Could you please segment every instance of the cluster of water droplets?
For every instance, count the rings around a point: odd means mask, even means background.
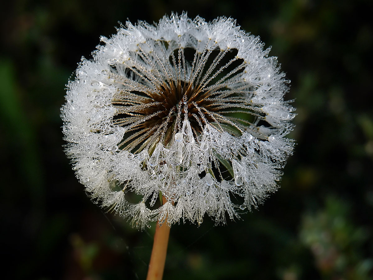
[[[239,218],[275,191],[292,153],[292,141],[286,136],[294,115],[283,100],[288,81],[259,38],[240,30],[231,18],[208,23],[184,13],[165,16],[156,26],[128,22],[117,31],[110,39],[101,37],[105,44],[98,46],[93,60],[82,58],[62,109],[66,154],[93,201],[142,229],[157,220],[199,224],[205,214],[224,224],[226,214]],[[198,76],[204,67],[200,65],[206,62],[184,61],[184,50],[179,51],[178,57],[173,55],[174,50],[185,48],[202,57],[214,50],[220,50],[222,57],[237,50],[233,59],[243,61],[236,68],[239,74],[228,73],[219,80],[219,86],[211,85],[224,66],[215,70],[217,74],[208,68],[204,76]],[[217,57],[216,65],[220,59]],[[129,69],[135,70],[129,72]],[[199,80],[205,92],[213,93],[209,100],[220,111],[181,101],[161,124],[146,128],[153,134],[149,138],[141,139],[145,134],[134,128],[162,111],[134,113],[160,103],[149,103],[145,95],[136,92],[157,94],[162,79]],[[229,91],[238,97],[230,96]],[[115,99],[120,106],[113,106]],[[190,106],[198,109],[192,116],[188,114]],[[257,119],[245,123],[223,115],[232,108],[233,113],[251,110]],[[120,113],[127,116],[115,119]],[[174,126],[167,127],[174,115]],[[230,128],[223,125],[227,124]],[[167,137],[170,140],[165,143]],[[123,149],[123,139],[131,149]],[[164,204],[159,202],[160,195],[166,199]]]

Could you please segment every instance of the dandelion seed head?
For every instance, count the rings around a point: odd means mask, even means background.
[[[295,114],[258,37],[183,13],[101,40],[61,109],[66,153],[94,201],[141,229],[205,214],[224,224],[277,189]]]

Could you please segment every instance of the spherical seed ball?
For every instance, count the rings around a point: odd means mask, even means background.
[[[94,201],[142,229],[205,214],[224,224],[277,190],[295,115],[258,37],[183,13],[101,40],[61,109],[66,153]]]

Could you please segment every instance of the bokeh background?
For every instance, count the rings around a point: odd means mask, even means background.
[[[275,194],[243,221],[173,226],[164,279],[372,279],[370,1],[16,0],[1,4],[1,278],[142,279],[142,232],[92,203],[63,152],[59,109],[82,55],[118,21],[237,19],[291,80],[296,140]]]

• _SHORT PROBLEM_
Copy every line above word for word and exclude the pictures.

• _ANSWER TO THIS TASK_
Could you please segment every instance of the cluster of water droplets?
For every instance, count the rings around a point: odd means mask, even means background.
[[[239,218],[275,191],[292,153],[292,141],[286,136],[294,115],[283,100],[288,81],[259,38],[240,30],[231,18],[208,23],[184,13],[165,16],[156,26],[128,22],[117,31],[110,39],[101,37],[105,44],[98,46],[93,60],[82,58],[62,109],[66,154],[93,201],[142,229],[157,220],[199,224],[205,214],[224,224],[226,214]],[[198,76],[204,67],[200,65],[206,62],[184,61],[184,50],[179,51],[178,57],[173,55],[174,50],[185,48],[202,57],[214,50],[220,50],[222,57],[237,50],[233,59],[243,61],[236,68],[239,74],[228,73],[219,80],[219,86],[211,85],[224,66],[215,70],[217,74],[208,68],[204,76]],[[217,57],[216,65],[220,59]],[[129,69],[135,70],[129,72]],[[199,80],[205,92],[213,93],[209,100],[220,111],[181,101],[161,124],[146,128],[153,134],[149,138],[141,139],[145,134],[134,128],[162,111],[134,113],[160,103],[149,103],[145,95],[136,92],[157,94],[162,79]],[[229,91],[238,97],[230,96]],[[115,99],[120,106],[113,106]],[[190,106],[198,109],[192,116],[188,114]],[[257,119],[245,123],[223,115],[232,108],[233,113],[251,110]],[[120,113],[127,116],[115,119]],[[174,126],[167,127],[174,115]],[[230,128],[223,125],[227,124]],[[167,137],[170,140],[165,143]],[[123,149],[123,139],[131,149]],[[164,204],[159,202],[160,195],[166,199]]]

Could you please segment every instance of the dandelion seed head?
For every instance, count the rings around a point: odd means mask, even means background.
[[[295,114],[258,37],[183,13],[101,40],[61,109],[66,153],[94,201],[141,229],[205,214],[224,224],[277,189]]]

Could you please segment every instance of the spherical seed ball?
For every instance, count the rings around a point: odd means mask, even means background.
[[[94,201],[142,229],[205,214],[224,224],[277,190],[295,115],[258,37],[183,13],[101,40],[61,109],[66,153]]]

Could you please segment every instance of the bokeh background?
For every instance, count the rings around a point: odd means mask, even means background.
[[[275,194],[243,221],[173,226],[164,279],[372,279],[370,1],[16,0],[1,4],[1,278],[142,279],[142,232],[92,203],[63,152],[59,109],[82,55],[118,21],[237,19],[291,80],[296,140]]]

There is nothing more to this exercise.